Keyword search on "windowsill": report each line of the records that contains it.

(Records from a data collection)
※ ※ ※
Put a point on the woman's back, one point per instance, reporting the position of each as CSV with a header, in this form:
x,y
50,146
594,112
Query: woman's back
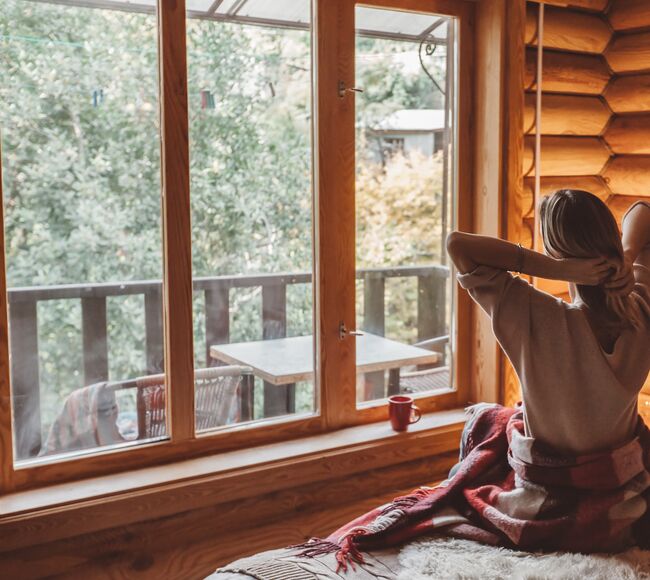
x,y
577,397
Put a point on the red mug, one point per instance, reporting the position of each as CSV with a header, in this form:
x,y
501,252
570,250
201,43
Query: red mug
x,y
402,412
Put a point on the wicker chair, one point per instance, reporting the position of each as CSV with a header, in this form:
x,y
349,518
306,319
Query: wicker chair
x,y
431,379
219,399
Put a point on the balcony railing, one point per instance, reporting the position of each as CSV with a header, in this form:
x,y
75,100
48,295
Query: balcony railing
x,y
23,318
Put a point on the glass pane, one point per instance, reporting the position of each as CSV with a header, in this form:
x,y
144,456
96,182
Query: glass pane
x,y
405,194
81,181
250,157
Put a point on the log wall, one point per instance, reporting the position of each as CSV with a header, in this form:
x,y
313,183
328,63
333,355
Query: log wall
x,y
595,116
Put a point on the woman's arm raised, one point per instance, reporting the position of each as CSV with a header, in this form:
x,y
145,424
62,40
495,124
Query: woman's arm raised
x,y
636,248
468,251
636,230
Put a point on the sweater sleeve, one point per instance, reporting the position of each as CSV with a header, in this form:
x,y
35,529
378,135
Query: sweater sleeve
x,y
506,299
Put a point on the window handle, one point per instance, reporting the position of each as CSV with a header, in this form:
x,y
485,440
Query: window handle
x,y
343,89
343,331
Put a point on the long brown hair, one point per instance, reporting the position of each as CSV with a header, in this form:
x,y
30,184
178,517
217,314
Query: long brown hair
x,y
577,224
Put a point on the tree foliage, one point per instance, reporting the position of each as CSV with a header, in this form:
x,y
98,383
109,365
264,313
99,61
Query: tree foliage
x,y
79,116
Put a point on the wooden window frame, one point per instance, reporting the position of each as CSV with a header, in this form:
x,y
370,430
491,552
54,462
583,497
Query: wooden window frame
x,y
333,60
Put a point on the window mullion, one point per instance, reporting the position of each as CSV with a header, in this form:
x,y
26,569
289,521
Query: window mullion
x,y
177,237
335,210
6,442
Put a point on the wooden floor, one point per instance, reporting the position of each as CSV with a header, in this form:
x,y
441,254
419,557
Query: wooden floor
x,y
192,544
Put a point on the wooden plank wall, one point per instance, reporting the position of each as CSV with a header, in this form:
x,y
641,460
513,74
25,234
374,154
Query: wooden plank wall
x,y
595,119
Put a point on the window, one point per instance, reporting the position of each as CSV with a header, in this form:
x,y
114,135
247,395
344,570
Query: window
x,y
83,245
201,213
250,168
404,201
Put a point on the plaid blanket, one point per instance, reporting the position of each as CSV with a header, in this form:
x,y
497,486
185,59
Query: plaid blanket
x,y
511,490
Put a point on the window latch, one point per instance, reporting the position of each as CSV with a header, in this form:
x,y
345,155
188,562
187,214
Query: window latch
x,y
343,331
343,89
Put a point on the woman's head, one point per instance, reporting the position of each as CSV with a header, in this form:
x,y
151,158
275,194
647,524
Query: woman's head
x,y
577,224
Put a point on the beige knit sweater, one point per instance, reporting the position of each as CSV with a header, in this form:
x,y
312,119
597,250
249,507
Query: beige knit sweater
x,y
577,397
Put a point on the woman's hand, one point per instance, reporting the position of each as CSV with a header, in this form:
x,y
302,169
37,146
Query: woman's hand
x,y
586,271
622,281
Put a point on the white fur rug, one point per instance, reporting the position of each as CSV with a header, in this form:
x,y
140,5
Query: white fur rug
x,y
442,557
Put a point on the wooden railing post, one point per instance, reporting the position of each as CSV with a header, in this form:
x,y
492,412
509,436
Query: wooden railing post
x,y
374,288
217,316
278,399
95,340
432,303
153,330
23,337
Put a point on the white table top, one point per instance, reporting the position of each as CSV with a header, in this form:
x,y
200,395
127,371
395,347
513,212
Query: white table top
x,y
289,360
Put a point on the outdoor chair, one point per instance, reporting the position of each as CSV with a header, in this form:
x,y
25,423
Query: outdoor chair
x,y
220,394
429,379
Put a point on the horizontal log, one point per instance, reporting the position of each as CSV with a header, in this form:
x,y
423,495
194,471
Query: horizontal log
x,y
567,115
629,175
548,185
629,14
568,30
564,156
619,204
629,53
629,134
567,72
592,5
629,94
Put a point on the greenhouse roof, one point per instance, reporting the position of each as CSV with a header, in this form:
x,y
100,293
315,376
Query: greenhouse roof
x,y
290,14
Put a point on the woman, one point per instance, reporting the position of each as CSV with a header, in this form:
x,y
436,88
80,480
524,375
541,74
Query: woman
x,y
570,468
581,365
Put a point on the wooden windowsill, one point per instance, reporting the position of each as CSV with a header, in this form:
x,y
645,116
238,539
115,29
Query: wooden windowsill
※ ※ ※
Expected answer
Put a point on the wooden windowsill, one point per instance, reporting the position of each as CSV with a header, in this form:
Query: wooden windowsill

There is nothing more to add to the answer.